EXERCISE TEXT:
== Segment start ==

Nowy Staw (Neuteich; Nowi Stôw, Nytëch; Kocievian: Niytych) is a small town in northern Poland on the Święta river in the Żuławy region, with 3,766 inhabitants (2022), situated in Malbork County in the Pomeranian Voivodeship. The name of the town means New Pond.

==History==
The oldest part of Nowy Staw is the formerly independent village of Stawiec, north of the town. It was founded in 1316 by the Teutonic Order. Town rights were applied in 1343. In 1409, the Teutonic Knights started producing black gunpowder in the town, and a few decades later in the middle of the fifteenth century merchants from nearby Danzig (Gdańsk) erected an oil mill. In 1454, King Casimir IV Jagiellon incorporated it to the Kingdom of Poland, which was confirmed in the peace treaty of 1466. From 1466 on it was part of the Polish Malbork Voivodeship. During the various Polish–Swedish wars the town was occupied and plundered several times. During the eighteenth century a new district, the "New town" grew up between the existing settlement and the Tuja river. Since that time urban development has taken place in a southerly direction along the right bank of the river.

== Segment end ==

DIRECTIONS FOR THIS TASK:
List each distinct year mentioned in the history section of the text about Nowy Staw, in the order they appear.

Stored dataset items:
== Segment start ==

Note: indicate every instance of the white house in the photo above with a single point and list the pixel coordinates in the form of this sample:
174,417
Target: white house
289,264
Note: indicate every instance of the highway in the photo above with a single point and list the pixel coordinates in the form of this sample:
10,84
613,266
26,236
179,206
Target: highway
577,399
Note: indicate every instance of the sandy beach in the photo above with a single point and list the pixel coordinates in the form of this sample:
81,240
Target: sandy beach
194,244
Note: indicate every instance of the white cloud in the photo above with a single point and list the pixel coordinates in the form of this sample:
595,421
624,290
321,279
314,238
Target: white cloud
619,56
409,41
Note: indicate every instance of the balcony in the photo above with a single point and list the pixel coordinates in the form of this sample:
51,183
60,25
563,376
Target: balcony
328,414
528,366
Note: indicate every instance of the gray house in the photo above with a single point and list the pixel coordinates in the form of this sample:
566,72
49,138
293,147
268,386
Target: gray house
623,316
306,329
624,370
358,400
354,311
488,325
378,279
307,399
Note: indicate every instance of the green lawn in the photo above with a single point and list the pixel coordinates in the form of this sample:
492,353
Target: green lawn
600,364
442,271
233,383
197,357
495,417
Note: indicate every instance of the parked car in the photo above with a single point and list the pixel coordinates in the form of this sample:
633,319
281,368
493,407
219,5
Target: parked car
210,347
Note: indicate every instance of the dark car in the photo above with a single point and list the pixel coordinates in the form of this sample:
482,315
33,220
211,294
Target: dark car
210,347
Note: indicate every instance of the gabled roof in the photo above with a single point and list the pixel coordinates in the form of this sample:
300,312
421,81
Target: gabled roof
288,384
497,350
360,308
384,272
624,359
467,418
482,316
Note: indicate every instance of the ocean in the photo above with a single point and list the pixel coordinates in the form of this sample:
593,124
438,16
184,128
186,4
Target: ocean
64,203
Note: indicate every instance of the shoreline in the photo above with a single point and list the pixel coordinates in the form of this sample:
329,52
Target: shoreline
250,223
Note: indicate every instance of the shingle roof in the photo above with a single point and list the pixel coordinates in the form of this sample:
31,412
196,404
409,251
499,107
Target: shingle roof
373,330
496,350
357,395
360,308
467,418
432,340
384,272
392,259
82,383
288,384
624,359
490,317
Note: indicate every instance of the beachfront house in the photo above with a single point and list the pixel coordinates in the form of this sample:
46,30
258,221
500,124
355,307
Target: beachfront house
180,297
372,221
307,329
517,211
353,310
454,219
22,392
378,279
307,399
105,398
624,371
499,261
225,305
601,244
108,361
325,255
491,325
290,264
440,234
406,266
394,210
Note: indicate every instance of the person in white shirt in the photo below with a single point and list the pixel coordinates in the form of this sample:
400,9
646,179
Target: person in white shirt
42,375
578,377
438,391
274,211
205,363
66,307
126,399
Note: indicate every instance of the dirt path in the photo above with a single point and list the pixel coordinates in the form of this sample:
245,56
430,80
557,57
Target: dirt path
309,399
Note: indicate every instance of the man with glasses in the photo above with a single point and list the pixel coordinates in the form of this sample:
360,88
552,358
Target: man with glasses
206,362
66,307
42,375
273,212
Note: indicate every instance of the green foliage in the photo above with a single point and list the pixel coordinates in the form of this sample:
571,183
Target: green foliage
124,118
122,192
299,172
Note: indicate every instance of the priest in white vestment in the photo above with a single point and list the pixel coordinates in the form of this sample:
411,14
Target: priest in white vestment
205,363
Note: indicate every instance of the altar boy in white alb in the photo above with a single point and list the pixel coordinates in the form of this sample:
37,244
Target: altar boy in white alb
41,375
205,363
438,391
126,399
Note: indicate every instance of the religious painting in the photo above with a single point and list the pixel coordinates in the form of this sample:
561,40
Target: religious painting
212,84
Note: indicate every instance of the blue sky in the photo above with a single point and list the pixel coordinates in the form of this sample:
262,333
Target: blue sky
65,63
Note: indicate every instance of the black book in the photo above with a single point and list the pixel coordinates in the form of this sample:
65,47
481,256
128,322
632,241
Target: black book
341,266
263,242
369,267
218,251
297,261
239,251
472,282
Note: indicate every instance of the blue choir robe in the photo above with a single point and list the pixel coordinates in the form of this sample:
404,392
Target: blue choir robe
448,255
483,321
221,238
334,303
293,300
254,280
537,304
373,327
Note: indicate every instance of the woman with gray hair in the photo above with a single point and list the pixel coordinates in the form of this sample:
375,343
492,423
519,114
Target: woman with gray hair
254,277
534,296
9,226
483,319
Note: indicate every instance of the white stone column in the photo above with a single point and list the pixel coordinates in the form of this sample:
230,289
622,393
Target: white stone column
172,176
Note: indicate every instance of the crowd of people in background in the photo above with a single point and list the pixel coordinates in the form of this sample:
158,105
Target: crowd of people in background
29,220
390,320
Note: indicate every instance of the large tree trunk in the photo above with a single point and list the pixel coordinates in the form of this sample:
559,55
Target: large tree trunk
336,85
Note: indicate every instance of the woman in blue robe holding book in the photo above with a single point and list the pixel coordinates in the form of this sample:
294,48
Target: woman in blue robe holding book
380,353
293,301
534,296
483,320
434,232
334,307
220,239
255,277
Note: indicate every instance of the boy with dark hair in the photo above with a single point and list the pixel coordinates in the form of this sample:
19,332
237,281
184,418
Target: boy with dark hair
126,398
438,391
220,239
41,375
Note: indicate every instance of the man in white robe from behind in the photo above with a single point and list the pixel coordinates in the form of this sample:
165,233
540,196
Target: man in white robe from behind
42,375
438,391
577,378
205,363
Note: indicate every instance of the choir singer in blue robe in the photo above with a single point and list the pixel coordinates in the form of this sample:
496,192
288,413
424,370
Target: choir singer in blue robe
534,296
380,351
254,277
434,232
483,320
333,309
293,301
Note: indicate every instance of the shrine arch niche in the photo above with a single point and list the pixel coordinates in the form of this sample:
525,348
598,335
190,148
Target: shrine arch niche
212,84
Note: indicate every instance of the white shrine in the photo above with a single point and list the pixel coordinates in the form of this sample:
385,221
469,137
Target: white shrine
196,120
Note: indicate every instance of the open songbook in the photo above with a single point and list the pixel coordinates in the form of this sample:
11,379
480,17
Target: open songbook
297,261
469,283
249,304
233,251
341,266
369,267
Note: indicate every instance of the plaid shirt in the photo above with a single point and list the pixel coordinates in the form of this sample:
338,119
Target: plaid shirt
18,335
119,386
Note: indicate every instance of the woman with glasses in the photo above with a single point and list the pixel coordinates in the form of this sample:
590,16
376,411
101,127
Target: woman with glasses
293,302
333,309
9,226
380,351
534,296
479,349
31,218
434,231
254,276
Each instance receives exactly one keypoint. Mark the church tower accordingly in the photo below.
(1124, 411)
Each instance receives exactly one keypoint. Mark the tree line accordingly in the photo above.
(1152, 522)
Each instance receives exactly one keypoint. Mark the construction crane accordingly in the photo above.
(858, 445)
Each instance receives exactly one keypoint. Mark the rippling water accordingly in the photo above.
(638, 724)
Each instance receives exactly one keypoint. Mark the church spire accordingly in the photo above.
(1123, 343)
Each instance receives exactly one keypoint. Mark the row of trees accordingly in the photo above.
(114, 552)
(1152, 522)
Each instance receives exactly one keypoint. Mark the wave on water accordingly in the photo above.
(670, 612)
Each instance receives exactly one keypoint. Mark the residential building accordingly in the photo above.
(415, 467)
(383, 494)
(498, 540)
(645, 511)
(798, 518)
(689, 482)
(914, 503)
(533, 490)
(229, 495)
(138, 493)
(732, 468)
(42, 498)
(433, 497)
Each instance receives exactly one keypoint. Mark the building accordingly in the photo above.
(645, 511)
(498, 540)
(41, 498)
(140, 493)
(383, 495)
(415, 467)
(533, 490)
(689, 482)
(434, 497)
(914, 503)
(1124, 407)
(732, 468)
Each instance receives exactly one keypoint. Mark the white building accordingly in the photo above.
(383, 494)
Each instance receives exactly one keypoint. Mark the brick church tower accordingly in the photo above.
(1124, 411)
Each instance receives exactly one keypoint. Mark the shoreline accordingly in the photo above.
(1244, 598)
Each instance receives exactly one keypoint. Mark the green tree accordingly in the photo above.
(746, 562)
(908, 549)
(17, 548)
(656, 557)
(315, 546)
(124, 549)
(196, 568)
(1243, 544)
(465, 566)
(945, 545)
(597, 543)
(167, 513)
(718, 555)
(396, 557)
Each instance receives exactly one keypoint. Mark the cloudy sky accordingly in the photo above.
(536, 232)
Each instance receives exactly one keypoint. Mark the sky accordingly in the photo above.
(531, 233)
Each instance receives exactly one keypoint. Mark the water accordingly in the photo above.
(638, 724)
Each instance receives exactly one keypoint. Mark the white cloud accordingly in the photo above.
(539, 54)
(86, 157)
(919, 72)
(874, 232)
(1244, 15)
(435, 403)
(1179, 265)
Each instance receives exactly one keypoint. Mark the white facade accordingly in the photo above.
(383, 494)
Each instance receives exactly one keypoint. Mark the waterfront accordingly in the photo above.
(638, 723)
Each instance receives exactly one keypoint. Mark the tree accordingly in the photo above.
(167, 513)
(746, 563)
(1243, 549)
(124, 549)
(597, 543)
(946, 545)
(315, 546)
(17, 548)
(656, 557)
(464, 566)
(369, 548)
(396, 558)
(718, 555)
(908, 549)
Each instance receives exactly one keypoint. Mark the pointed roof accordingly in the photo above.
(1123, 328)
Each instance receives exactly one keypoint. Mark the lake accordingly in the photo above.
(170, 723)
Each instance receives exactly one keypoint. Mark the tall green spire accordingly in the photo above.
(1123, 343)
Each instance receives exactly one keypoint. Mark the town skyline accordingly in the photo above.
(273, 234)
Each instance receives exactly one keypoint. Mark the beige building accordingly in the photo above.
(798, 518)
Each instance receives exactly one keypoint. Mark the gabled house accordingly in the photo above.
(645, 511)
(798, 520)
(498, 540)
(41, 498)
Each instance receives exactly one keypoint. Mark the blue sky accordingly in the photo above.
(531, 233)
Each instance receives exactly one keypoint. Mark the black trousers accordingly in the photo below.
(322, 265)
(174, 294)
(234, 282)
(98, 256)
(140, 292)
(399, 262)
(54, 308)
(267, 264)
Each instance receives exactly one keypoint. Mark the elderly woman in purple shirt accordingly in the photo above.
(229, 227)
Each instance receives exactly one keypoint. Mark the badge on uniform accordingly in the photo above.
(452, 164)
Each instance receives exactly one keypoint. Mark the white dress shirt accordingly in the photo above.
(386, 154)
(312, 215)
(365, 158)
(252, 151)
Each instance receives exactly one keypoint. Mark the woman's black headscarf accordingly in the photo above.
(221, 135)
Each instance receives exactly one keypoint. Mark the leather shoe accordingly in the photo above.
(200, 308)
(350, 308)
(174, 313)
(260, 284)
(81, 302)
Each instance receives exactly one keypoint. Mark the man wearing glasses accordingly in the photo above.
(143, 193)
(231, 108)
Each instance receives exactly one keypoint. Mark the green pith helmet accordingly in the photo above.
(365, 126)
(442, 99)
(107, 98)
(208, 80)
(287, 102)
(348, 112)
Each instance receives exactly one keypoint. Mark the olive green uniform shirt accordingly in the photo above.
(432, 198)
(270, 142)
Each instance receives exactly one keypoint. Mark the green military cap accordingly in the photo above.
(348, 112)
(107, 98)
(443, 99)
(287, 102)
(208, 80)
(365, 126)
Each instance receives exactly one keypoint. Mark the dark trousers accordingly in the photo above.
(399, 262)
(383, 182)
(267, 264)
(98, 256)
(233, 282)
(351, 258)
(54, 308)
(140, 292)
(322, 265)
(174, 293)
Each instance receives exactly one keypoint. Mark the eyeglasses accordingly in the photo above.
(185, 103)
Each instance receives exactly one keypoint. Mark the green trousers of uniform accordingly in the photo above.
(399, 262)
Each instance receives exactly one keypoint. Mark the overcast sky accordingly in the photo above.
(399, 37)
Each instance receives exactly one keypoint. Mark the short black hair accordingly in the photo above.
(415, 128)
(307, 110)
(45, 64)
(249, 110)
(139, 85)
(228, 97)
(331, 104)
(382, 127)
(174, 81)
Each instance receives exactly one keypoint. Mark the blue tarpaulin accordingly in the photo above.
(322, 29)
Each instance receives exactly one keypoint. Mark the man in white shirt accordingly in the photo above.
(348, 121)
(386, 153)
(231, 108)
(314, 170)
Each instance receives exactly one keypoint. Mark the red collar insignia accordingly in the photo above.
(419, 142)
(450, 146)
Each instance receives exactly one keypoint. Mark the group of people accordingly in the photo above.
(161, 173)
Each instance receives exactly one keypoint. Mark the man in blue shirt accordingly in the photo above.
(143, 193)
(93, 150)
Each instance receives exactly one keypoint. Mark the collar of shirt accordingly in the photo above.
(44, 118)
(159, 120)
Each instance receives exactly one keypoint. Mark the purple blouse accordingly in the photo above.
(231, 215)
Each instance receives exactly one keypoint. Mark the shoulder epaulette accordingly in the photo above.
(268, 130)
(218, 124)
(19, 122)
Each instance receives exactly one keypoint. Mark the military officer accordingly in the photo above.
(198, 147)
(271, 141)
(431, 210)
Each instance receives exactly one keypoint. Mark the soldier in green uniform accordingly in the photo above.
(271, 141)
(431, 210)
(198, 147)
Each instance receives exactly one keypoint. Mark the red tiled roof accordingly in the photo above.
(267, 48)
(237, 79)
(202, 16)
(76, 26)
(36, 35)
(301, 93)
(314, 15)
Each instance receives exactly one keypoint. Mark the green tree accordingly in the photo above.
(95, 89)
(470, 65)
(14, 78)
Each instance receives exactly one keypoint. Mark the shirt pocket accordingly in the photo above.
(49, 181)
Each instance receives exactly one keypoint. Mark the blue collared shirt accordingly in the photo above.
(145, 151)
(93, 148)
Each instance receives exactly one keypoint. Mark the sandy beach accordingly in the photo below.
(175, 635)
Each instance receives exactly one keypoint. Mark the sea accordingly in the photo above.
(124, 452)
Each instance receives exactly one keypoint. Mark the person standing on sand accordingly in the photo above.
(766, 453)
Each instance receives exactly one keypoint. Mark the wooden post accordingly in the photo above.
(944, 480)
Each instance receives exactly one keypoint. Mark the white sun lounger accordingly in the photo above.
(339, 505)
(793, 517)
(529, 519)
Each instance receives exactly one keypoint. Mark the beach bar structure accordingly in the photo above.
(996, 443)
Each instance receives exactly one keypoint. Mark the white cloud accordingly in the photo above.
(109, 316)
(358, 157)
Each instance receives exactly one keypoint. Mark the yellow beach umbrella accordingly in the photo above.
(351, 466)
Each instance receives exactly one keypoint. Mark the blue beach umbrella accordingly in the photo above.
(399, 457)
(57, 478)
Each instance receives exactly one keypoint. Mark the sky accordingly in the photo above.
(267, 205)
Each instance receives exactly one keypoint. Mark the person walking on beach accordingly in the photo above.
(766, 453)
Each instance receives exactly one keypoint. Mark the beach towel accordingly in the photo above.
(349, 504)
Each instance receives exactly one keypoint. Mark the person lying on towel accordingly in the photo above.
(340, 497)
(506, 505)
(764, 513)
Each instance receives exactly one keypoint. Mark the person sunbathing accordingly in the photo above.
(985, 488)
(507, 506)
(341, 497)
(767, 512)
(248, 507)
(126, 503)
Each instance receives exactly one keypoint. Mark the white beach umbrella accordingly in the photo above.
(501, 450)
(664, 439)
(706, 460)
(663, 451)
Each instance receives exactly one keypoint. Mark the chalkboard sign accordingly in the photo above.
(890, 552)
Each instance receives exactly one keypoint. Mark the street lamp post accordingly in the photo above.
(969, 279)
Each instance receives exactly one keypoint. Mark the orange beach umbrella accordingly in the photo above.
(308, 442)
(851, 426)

== Segment end ==

EXPECTED OUTPUT:
1316, 1343, 1409, 1454, 1466